* [Description of the task]
Write out the material below as a numbered list, from the line that contains "of the shoreline" through the end, with both ends included and blank lines dropped. List nothing else.
# # # # #
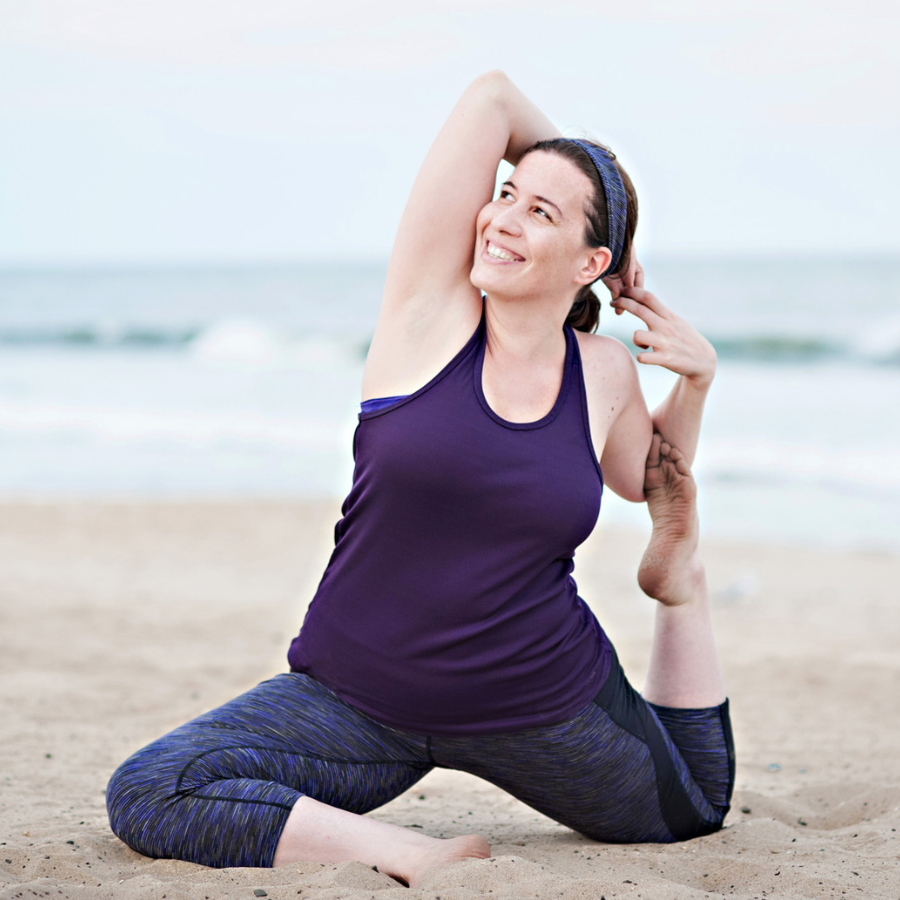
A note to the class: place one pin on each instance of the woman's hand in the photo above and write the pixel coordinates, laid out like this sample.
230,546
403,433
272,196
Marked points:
676,344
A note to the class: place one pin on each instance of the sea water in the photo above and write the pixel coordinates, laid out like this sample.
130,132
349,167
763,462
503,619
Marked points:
244,381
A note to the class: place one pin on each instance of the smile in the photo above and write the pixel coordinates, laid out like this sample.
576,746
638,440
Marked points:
499,253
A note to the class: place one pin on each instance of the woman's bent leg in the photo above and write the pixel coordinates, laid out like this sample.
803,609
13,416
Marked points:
612,772
631,768
219,790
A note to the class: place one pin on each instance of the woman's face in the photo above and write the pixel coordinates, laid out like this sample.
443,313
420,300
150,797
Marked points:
530,240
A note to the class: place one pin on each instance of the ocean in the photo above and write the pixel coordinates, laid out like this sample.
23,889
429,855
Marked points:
244,382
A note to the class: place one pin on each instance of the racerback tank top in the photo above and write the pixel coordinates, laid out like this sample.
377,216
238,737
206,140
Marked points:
448,605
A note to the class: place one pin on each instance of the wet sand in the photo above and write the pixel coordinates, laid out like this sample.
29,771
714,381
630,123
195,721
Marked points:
119,621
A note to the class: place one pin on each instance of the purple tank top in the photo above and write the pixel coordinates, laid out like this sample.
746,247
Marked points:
448,605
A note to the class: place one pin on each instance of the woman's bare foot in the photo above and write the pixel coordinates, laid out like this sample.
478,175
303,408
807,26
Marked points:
442,853
317,832
670,570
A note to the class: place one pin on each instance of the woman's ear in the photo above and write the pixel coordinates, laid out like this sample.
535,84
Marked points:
596,264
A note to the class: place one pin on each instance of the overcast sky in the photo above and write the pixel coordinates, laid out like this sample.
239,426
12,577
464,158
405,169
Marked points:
254,130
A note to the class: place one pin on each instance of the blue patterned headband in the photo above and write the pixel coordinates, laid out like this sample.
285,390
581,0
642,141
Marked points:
614,189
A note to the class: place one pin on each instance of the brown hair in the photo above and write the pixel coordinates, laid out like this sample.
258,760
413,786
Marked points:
585,312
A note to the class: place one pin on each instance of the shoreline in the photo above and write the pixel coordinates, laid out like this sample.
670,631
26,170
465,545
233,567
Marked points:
122,618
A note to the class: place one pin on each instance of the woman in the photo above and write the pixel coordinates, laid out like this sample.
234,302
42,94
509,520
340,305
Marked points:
447,630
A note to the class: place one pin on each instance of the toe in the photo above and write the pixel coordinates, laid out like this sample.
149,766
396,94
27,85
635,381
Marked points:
653,455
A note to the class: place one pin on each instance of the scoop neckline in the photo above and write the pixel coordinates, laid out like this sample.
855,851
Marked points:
478,370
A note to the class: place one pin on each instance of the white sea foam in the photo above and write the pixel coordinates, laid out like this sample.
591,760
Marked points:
130,425
834,468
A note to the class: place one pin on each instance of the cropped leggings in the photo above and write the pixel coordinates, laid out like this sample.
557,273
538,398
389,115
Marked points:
218,790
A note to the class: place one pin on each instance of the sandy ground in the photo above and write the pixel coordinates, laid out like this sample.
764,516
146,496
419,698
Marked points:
119,621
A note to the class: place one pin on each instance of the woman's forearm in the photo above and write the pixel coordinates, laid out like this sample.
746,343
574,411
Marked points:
679,416
527,124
# # # # #
* [Output for this exercise]
1. A note to the class: place one pin on each instance of the shoreline in the photo above and write the pixel coordinates, laid out like this sample.
2. 670,631
3. 26,170
4. 465,545
5. 233,567
6. Marked points:
7. 122,618
8. A note to the class: place one pin on each instance of the woman in the photo above and write the pixel coordinates, laid out like this sample.
9. 234,302
10. 42,94
11. 509,520
12. 340,305
13. Marked points:
14. 447,630
15. A note to the class: place one pin on each instance of the toe in the photo above and write the pixel coordinates, laid out like this sample.
16. 149,766
17. 396,94
18. 27,85
19. 635,381
20. Marked points:
21. 653,455
22. A note to the class: place one pin on each instance of the scoop neckline in the photo above and write the pixel coordinates, laid out like this sample.
23. 855,851
24. Marked points:
25. 478,370
26. A note to the class: place one pin on each instance of the white sea foam in the photo above and write the pixel coordinates, laid out like this sample.
27. 591,760
28. Marked points:
29. 130,425
30. 834,468
31. A note to the class: place one pin on each instance of the cropped leggings in the photo above and write the pixel coordinates, laid out like this sample.
32. 557,273
33. 538,398
34. 389,115
35. Marked points:
36. 218,790
37. A note to the class: place one pin on each instance of the sandy ground in the photo above and write the pixel coordinates, laid out like this sample.
38. 764,516
39. 146,496
40. 419,698
41. Marked points:
42. 119,621
43. A note to the class: place one pin on each instance of the woman's forearm in the photo above and write the pixel coordinates, laid out like this sample.
44. 746,343
45. 574,411
46. Marked points:
47. 679,416
48. 527,124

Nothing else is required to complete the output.